■ Task to complete: The records follow. Filter them to the lines that hold "murky".

[Stored records]

★ ★ ★ ★ ★

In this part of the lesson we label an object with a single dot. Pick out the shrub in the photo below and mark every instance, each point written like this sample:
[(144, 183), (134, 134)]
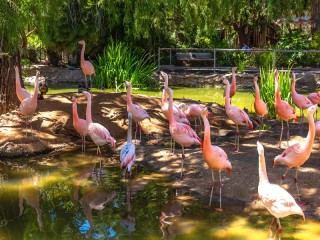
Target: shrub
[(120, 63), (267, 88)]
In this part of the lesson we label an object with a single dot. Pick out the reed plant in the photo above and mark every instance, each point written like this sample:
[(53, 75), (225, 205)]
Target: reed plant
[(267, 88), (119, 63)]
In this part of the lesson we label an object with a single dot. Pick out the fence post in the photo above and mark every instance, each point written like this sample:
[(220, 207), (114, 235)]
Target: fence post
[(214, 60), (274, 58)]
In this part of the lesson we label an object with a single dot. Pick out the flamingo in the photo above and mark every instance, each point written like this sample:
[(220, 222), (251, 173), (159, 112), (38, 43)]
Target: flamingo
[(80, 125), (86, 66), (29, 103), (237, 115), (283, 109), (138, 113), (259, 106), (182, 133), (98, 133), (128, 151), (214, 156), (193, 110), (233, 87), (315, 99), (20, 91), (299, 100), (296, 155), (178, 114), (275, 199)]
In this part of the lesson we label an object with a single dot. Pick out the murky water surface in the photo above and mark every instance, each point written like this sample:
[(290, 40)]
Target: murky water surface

★ ★ ★ ★ ★

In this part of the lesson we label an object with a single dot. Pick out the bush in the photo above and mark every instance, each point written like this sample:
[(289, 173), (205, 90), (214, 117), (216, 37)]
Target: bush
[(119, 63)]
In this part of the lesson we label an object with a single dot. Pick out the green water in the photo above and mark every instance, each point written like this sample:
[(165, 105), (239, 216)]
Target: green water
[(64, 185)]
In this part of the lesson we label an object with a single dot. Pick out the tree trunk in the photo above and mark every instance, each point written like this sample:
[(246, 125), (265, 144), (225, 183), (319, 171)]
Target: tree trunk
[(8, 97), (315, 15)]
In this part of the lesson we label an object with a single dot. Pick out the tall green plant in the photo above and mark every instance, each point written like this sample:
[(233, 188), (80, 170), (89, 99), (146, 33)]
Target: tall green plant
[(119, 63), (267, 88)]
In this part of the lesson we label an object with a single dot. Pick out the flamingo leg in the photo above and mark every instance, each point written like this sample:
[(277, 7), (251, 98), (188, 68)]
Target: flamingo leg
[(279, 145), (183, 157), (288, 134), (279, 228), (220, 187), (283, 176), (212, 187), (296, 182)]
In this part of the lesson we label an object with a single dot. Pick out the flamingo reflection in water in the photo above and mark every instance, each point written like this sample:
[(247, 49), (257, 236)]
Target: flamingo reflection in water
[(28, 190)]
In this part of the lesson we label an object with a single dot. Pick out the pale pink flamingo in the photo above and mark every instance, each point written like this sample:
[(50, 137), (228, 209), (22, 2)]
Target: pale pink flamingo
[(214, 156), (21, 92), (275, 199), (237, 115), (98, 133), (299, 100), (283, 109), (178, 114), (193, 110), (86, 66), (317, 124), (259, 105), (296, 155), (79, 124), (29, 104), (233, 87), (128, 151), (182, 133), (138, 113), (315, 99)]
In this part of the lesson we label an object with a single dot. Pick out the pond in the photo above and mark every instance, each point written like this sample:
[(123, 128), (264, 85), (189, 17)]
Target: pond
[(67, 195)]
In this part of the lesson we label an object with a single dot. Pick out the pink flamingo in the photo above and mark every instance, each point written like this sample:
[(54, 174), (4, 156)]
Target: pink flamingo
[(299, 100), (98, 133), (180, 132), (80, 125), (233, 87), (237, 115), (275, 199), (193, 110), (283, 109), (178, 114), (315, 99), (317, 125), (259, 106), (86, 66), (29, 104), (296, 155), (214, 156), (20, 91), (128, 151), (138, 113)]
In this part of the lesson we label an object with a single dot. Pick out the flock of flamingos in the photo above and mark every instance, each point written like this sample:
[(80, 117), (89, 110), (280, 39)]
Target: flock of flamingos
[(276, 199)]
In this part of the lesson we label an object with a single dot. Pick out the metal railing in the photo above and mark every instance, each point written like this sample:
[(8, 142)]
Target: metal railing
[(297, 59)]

★ ★ ★ ★ ★

■ Result for this task:
In this part of the lesson we label an object with a single dot. Pick out the murky water surface in the photo above and mark every instance, each point written like this sample:
Target: murky water surface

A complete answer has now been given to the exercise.